**GIVEN TEXT:**
* * * *
Photo by Simon Berger.
A few weeks ago, we told you we were sitting on a secret. That it was a safe assumption that we’re basically always plotting something. But that we had one thing that was so under wraps that we weren’t even sure about teasing it, lest we jinx it.
Back in Oct, Arlan Hamilton was in town for a keynote at the BFUTR Tech Summit and then a fireside chat with Venture Out. In the early morning, we got to record an episode for her podcast, Your First Million.
We left the recording and then did the thing we always do when something cool might happen. We went into a spiral of superstition. I am told that when your local sports team is in the playoffs, some of you get equally weird.
Here is a partial list of the ways in which we got fully and totally strange.
- We didn’t tell anyone outside of our team that we’d recorded the podcast lest we jinx it.
- We didn’t wash our Raw Signal Group hoodies lest some of the luck end up in the dryer.
- We washed our Raw Signal Group hoodies lest smelling bad be some sort of curse all on its own.
- We wondered which was luckier – washing or not washing hoodies. Should we wash them more? Or stop washing them again in hopes of good favour returning? We opted for the latter. Naturally.
- We installed a bot to alert us whenever new podcast episodes posted. We would yell when the bot dinged. If you ever want to totally disrupt Raw Signal Group, just put a notify bot in our team slack.
- We developed time of day theories about when podcast pages get updated and cached. We pinned tabs with stitcher vs apple podcasts. The cmd+shft+R buttons are all wearing off on our laptops.
Anyway, we’re delighted to share that the podcast is live, our hoodies are clean, and the notify bot still makes us jump every time it dings.
— Melissa & Johnathan
TK What Melissa’s reading
The Problem with Pattern Matching
A few days ago, one of our alum* sent me a link. No words. No description. Just the link.
I opened a new tab and left it there. Next to all the other things I’d been meaning to read or watch or do. And while the video is only 15 minutes, finding an uninterrupted block took some doing. Today I watched it and I don’t know if I exhaled during the whole thing.
* * * *
**TASK SET:**
1. Copy the passage of the text about the podcast recording from "- We didn’t wash" to "on our laptops." word for word.
2. Put this sentence from the text about the podcast recording into Spanish: "Here is a partial list of the ways in which we got fully and totally strange."
The material isn't needed for this work.

**SOURCE DATA:**
* * * *
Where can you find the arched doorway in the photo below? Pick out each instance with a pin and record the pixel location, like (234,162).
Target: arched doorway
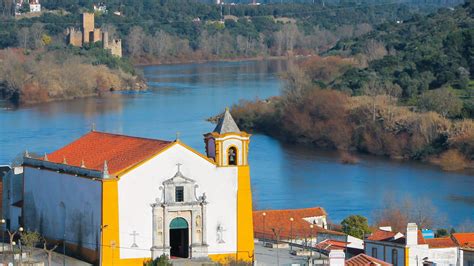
(179,238)
(232,156)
* * * *
**ANSWERS PROVIDED:**
1.
- We didn’t wash our Raw Signal Group hoodies lest some of the luck end up in the dryer.
- We washed our Raw Signal Group hoodies lest smelling bad be some sort of curse all on its own.
- We wondered which was luckier – washing or not washing hoodies. Should we wash them more? Or stop washing them again in hopes of good favour returning? We opted for the latter. Naturally.
- We installed a bot to alert us whenever new podcast episodes posted. We would yell when the bot dinged. If you ever want to totally disrupt Raw Signal Group, just put a notify bot in our team slack.
- We developed time of day theories about when podcast pages get updated and cached. We pinned tabs with stitcher vs apple podcasts. The cmd+shft+R buttons are all wearing off on our laptops.

2. Aquí hay una lista parcial de las maneras en que nos volvimos completa y totalmente raros.